** Start of RECORD LIST **

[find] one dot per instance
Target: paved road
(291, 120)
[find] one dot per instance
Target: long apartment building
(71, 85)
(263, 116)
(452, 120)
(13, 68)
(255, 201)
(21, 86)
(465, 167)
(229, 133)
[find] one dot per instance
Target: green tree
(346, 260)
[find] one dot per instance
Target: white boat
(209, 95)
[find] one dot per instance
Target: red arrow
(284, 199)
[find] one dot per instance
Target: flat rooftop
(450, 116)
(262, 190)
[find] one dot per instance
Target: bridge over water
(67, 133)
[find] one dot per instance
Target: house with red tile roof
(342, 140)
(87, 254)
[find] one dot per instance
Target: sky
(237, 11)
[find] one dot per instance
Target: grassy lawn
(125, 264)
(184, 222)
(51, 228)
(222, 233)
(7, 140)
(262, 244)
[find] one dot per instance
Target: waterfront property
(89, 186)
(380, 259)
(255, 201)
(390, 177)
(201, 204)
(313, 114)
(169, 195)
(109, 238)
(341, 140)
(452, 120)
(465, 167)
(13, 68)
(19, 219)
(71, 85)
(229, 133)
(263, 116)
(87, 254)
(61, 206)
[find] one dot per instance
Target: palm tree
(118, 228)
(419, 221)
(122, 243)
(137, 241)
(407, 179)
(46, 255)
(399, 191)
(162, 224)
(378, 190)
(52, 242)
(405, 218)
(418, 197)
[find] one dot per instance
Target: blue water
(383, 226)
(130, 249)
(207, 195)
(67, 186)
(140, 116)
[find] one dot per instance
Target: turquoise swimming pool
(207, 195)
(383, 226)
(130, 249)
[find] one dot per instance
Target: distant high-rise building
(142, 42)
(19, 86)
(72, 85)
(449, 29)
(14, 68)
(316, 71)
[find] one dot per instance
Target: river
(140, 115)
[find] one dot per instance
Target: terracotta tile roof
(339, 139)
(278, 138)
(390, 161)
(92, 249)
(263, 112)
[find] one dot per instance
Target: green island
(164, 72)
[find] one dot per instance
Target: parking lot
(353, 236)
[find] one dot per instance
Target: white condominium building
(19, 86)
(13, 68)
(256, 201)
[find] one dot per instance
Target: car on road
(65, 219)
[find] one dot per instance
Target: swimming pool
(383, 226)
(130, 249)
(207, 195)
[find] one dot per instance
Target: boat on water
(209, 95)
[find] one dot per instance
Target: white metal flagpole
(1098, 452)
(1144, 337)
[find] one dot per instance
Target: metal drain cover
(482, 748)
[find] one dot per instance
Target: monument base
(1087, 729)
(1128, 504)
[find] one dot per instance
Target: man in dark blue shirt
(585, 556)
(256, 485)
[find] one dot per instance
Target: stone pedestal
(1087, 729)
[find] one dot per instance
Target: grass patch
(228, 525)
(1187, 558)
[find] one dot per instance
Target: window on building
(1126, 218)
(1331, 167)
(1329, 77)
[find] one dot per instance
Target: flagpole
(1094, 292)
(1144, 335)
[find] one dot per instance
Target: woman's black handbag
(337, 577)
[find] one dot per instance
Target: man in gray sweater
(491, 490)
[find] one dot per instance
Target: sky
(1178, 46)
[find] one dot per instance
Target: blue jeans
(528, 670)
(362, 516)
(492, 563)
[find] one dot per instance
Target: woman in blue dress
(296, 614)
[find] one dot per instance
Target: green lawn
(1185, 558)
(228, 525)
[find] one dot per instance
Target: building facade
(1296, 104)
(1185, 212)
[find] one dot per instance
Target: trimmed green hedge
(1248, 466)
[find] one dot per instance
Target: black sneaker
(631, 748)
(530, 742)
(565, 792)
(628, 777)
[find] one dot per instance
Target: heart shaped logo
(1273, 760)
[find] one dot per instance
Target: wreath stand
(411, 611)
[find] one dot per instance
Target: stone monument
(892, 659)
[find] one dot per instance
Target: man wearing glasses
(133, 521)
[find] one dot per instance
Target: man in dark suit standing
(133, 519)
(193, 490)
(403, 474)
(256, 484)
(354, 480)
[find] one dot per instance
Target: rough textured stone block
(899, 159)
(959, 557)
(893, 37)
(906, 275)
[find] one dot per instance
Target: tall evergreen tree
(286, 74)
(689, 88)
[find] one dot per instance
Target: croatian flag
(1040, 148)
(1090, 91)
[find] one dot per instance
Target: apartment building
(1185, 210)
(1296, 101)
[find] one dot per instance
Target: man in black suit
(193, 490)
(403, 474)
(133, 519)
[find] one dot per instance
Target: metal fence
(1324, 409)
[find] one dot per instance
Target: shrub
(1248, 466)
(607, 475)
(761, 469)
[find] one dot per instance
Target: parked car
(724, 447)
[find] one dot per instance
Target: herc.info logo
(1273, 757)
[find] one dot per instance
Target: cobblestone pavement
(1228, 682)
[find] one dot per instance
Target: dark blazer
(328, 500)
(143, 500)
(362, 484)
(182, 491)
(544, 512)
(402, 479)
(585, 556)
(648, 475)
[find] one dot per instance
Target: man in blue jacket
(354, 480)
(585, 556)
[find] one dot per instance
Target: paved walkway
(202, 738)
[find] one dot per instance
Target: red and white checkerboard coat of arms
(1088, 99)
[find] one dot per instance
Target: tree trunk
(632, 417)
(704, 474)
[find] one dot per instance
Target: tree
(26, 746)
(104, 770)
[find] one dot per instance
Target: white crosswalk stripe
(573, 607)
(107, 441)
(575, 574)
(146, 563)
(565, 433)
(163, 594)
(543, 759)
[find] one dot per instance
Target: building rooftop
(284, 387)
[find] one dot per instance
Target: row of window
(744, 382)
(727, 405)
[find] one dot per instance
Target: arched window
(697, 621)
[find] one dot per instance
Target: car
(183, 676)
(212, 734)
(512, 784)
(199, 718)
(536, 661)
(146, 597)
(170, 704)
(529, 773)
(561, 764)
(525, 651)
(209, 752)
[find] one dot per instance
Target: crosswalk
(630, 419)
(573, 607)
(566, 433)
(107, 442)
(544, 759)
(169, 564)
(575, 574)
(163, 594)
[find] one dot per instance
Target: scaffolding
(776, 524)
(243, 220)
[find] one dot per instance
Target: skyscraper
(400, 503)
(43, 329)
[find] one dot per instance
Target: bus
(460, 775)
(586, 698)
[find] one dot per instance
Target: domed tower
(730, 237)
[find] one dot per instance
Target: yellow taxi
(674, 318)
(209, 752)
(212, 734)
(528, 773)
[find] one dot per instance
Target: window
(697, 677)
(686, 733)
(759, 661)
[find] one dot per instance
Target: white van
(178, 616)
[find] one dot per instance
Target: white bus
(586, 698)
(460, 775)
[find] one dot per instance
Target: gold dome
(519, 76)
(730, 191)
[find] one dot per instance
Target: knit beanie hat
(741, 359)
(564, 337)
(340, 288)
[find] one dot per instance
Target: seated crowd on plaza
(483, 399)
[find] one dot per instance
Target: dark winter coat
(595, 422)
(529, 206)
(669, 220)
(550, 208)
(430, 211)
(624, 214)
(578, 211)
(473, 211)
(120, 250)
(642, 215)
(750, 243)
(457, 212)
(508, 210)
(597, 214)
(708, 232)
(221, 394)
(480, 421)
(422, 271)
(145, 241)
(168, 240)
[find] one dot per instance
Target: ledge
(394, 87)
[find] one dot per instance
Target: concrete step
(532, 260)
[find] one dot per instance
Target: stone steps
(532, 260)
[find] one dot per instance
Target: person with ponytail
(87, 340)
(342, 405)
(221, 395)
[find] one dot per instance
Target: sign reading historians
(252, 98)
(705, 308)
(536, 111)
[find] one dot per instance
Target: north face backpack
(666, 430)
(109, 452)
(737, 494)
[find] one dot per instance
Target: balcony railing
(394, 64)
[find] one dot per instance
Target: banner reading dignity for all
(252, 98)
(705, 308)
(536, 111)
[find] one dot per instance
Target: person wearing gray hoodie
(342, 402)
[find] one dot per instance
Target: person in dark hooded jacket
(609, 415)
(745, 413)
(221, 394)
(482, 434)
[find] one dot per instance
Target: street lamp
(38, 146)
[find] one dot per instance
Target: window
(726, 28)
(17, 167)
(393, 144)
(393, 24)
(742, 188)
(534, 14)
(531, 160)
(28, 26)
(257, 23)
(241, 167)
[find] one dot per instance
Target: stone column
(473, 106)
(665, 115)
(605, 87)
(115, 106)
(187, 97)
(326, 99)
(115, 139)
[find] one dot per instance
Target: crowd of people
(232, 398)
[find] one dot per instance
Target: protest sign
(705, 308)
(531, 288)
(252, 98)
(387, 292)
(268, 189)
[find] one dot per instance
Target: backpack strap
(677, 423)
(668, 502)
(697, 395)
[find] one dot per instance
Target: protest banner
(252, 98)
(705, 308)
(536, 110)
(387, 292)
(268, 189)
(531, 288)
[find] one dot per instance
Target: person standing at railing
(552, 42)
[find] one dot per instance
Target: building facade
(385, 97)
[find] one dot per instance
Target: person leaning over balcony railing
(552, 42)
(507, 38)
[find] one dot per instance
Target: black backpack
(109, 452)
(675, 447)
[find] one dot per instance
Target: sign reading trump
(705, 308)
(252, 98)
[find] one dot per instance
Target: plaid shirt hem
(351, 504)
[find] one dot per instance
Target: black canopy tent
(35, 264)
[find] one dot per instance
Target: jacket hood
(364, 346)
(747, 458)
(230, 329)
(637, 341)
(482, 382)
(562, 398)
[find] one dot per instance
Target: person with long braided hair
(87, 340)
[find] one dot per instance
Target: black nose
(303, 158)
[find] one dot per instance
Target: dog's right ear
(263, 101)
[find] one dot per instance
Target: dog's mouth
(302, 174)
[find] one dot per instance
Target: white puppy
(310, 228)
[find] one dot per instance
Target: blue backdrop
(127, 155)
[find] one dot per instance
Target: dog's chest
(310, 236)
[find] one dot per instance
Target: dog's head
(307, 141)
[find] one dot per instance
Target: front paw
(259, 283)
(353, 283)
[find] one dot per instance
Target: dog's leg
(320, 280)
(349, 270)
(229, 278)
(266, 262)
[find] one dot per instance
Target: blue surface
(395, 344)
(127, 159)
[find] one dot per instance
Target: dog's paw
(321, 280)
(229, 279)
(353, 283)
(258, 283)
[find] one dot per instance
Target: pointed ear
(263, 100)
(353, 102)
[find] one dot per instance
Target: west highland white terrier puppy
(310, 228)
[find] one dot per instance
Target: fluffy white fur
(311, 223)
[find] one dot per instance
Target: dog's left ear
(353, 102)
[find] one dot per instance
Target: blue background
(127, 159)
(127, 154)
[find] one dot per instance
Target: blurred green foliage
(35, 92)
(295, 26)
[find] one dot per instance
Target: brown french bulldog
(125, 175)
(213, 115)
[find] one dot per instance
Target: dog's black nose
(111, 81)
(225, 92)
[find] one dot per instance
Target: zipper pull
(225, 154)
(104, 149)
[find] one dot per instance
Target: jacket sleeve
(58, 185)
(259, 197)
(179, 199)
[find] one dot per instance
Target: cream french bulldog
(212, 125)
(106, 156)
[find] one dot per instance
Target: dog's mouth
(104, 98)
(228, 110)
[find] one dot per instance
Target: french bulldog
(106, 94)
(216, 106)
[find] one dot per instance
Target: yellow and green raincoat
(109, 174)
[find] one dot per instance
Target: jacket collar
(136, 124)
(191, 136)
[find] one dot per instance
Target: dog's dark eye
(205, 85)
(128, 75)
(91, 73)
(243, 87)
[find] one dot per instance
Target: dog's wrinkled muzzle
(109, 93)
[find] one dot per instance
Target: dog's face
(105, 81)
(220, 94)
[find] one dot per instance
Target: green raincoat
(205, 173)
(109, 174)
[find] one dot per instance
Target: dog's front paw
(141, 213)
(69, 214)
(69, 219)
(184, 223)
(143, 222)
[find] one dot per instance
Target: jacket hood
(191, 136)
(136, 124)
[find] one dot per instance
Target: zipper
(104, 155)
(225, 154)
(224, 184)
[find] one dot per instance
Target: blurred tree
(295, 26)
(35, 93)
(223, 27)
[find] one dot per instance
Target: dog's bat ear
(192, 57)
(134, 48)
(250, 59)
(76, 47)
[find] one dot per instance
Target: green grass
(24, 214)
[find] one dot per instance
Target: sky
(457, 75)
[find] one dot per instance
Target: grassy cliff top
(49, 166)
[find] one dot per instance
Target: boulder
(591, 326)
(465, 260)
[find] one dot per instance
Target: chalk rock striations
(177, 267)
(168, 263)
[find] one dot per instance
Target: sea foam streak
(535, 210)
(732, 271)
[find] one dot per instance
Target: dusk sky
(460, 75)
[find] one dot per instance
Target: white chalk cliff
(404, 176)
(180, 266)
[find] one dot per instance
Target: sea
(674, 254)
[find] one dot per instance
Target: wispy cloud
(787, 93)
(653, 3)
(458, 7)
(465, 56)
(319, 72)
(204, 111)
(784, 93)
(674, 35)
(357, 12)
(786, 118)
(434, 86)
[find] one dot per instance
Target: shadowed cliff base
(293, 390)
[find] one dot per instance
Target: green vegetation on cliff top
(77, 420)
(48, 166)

** End of RECORD LIST **

▶ [GOAL OF THE EXERCISE] Pick out every line of the entries above that contains the word "suit", and copy each one in full.

▶ [EXPECTED OUTPUT]
Target: man in dark suit standing
Target: man in black suit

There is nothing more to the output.